─── Materials provided ───

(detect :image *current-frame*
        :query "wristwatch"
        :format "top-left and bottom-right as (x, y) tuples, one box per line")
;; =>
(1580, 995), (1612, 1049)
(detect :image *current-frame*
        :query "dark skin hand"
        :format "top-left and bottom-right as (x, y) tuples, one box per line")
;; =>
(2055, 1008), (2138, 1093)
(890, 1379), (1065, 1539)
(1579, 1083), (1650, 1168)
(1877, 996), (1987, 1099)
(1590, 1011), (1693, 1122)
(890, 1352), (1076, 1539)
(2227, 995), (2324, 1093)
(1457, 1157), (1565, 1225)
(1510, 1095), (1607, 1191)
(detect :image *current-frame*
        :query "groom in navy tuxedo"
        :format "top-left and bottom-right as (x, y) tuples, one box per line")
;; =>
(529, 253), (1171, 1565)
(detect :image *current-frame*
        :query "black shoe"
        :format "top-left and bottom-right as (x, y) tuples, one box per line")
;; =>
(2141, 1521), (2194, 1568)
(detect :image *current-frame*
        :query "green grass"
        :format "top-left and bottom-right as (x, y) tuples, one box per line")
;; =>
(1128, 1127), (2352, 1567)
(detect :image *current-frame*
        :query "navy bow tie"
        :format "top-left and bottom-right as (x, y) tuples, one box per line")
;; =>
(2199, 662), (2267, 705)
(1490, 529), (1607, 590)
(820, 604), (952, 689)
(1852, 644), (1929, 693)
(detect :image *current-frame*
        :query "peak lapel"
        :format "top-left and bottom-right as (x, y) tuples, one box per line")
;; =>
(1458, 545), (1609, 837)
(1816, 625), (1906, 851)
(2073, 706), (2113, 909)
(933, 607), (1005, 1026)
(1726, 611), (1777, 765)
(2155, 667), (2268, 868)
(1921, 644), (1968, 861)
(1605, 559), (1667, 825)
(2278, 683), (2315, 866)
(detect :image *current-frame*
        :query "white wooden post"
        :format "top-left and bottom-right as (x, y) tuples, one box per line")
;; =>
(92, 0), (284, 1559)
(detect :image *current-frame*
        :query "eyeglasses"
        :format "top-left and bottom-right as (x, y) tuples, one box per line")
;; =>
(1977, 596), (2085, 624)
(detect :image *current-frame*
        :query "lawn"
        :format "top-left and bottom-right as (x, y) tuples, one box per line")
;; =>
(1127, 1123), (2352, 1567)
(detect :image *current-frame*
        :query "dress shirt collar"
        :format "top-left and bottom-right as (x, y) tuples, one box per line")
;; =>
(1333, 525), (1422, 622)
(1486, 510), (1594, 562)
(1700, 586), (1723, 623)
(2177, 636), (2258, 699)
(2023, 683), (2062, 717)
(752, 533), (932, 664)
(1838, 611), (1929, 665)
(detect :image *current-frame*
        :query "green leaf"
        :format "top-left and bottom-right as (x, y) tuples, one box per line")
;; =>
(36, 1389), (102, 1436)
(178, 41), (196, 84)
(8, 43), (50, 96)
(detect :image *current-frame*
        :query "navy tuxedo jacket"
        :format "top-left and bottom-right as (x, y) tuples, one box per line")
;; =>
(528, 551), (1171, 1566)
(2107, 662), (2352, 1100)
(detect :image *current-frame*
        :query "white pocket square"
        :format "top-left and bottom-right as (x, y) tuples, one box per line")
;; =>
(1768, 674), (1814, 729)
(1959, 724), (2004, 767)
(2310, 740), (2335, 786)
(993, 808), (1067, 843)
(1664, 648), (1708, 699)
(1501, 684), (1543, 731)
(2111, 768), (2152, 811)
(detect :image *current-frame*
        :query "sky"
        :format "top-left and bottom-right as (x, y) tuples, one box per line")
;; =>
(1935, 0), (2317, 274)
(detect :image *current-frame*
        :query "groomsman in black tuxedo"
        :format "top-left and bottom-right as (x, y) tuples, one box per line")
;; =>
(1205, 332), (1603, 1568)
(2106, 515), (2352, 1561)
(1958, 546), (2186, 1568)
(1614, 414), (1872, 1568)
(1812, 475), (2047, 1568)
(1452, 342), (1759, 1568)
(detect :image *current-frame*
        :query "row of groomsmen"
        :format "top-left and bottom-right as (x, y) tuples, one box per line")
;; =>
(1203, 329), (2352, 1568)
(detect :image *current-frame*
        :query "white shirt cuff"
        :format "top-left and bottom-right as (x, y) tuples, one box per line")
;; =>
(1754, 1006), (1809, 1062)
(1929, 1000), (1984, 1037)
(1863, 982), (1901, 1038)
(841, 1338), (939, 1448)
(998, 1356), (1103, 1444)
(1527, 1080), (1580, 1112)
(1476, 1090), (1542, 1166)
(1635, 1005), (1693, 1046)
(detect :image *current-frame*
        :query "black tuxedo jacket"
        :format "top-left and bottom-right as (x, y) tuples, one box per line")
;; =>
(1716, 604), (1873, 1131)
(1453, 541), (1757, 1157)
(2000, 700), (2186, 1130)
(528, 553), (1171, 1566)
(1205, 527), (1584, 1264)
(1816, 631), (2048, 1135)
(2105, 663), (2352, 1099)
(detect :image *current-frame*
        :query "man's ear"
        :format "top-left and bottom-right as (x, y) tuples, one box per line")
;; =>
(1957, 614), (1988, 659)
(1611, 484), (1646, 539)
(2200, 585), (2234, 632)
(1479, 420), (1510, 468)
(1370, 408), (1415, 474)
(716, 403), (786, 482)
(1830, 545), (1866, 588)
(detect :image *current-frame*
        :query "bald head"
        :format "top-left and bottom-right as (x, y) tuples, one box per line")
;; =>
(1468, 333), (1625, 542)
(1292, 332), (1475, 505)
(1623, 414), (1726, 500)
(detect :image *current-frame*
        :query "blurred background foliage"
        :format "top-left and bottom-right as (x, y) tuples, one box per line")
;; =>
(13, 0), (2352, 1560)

───

◆ The problem
Return the whole listing exactly as it reads.

◆ Task result
(detect :image *current-frame*
        :query "wristwatch"
        :format "top-left and bottom-right as (x, y) tuples, one box per line")
;; =>
(1580, 995), (1612, 1049)
(detect :image *current-frame*
        :query "dark skin hand"
        :format "top-left and bottom-right as (x, y) tuples, one box per line")
;; =>
(2055, 1008), (2138, 1093)
(890, 1379), (1065, 1539)
(1579, 1083), (1650, 1168)
(1877, 996), (1987, 1099)
(1590, 1011), (1693, 1122)
(890, 1352), (1076, 1539)
(2227, 995), (2324, 1093)
(1457, 1157), (1565, 1225)
(1510, 1095), (1607, 1191)
(detect :image *current-frame*
        :query "groom in navy tuxedo"
        :format "top-left and bottom-right as (x, y) tuples, one box per line")
;; =>
(529, 253), (1171, 1565)
(detect :image *current-frame*
        :query "black shoe"
        :format "top-left and bottom-right as (x, y) tuples, one box per line")
;; =>
(2141, 1521), (2194, 1568)
(detect :image *current-frame*
        :query "green grass"
        :format "top-left and bottom-right as (x, y) tuples, one box per line")
;; =>
(1128, 1127), (2352, 1567)
(detect :image *current-frame*
        :query "navy bow tie"
        :format "top-left and bottom-right as (x, y) tuples, one box per line")
;; =>
(2199, 662), (2267, 705)
(1490, 529), (1607, 590)
(820, 604), (952, 689)
(1852, 644), (1929, 693)
(detect :image *current-frame*
        :query "peak lapel"
        :format "top-left and bottom-right as (x, y) tuples, one box per line")
;; =>
(1458, 545), (1609, 837)
(1816, 625), (1906, 851)
(2073, 706), (2113, 909)
(933, 607), (1005, 1026)
(1726, 611), (1777, 765)
(2155, 667), (2268, 868)
(1921, 644), (1968, 861)
(1605, 559), (1667, 825)
(2278, 683), (2315, 866)
(detect :image *current-frame*
        :query "white wooden post"
        :format "top-left and bottom-right as (x, y) tuples, one box per line")
;; =>
(92, 0), (284, 1559)
(detect :image *current-frame*
        :query "eyeglasses"
        :format "top-left and bottom-right as (x, y) tuples, one box per line")
;; =>
(1977, 596), (2085, 624)
(detect :image *current-frame*
        :query "lawn"
        :format "top-left and bottom-right as (x, y) tuples, one box per line")
;; =>
(1127, 1123), (2352, 1567)
(detect :image *current-frame*
        :query "dress shirt collar"
        :format "top-left and bottom-right as (x, y) tuples, one box per line")
;; =>
(1333, 525), (1422, 622)
(1486, 510), (1594, 562)
(1700, 586), (1723, 623)
(2177, 636), (2258, 699)
(2023, 683), (2062, 717)
(752, 533), (932, 664)
(1838, 611), (1929, 665)
(detect :image *current-frame*
        :query "green leaf"
        :format "top-left and bottom-right as (x, y) tuples, one box per line")
;; =>
(36, 1389), (102, 1436)
(178, 41), (196, 84)
(8, 43), (50, 96)
(detect :image *current-frame*
        :query "navy tuxedo jacket"
        :format "top-left and bottom-right as (x, y) tuples, one box per line")
;; =>
(528, 551), (1171, 1566)
(2107, 662), (2352, 1100)
(detect :image *current-frame*
        :query "white pocket square"
        :format "top-left and bottom-right as (x, y) tuples, one box per line")
;; =>
(1768, 674), (1814, 729)
(1959, 724), (2004, 767)
(2310, 740), (2335, 786)
(993, 808), (1067, 843)
(1664, 648), (1708, 699)
(1501, 684), (1543, 731)
(2111, 768), (2152, 811)
(detect :image *current-frame*
        :query "sky"
        :format "top-left and bottom-right as (x, y) tuples, one box per line")
;; =>
(1935, 0), (2317, 274)
(detect :image *current-frame*
        :query "groomsman in black tuxedo"
        :format "top-left and bottom-right as (x, y) tuples, one box per line")
;; =>
(1205, 332), (1603, 1568)
(2106, 515), (2352, 1561)
(1958, 546), (2186, 1568)
(1614, 414), (1872, 1568)
(1812, 475), (2047, 1568)
(1452, 342), (1759, 1568)
(detect :image *current-frame*
        :query "row of groomsmen"
        :format "top-left and bottom-right as (x, y) tuples, one box per line")
;; =>
(1203, 329), (2352, 1568)
(detect :image *current-frame*
        :query "white shirt cuff"
        :format "top-left and bottom-right as (x, y) tuples, one box per line")
;; =>
(1754, 1006), (1809, 1062)
(1929, 1000), (1984, 1037)
(1863, 982), (1901, 1038)
(841, 1338), (939, 1448)
(998, 1356), (1103, 1444)
(1527, 1080), (1580, 1112)
(1476, 1090), (1542, 1166)
(1635, 1005), (1693, 1046)
(detect :image *current-frame*
        :query "black tuxedo jacket"
        :format "top-left and bottom-right as (x, y) tuples, one box per line")
;; =>
(1716, 604), (1873, 1131)
(1453, 541), (1757, 1157)
(2000, 700), (2186, 1130)
(528, 553), (1171, 1566)
(1205, 527), (1584, 1264)
(1816, 631), (2048, 1135)
(2105, 663), (2352, 1099)
(detect :image *current-frame*
        :query "man's ear"
        :format "top-left and bottom-right as (x, y) tuples, one box per line")
;; =>
(1957, 614), (1988, 659)
(1611, 484), (1646, 539)
(2200, 585), (2234, 632)
(1479, 420), (1510, 468)
(1370, 408), (1415, 474)
(716, 403), (786, 482)
(1830, 545), (1866, 588)
(detect :image *current-frame*
        :query "bald head"
        :format "top-left and bottom-right as (x, y) tuples, one box per line")
;; =>
(1468, 333), (1625, 542)
(1292, 332), (1475, 505)
(1623, 414), (1726, 500)
(detect :image *current-frame*
        :query "blurred background foliage"
        :format "top-left and bottom-right as (x, y) tuples, one box per line")
;; =>
(13, 0), (2352, 1560)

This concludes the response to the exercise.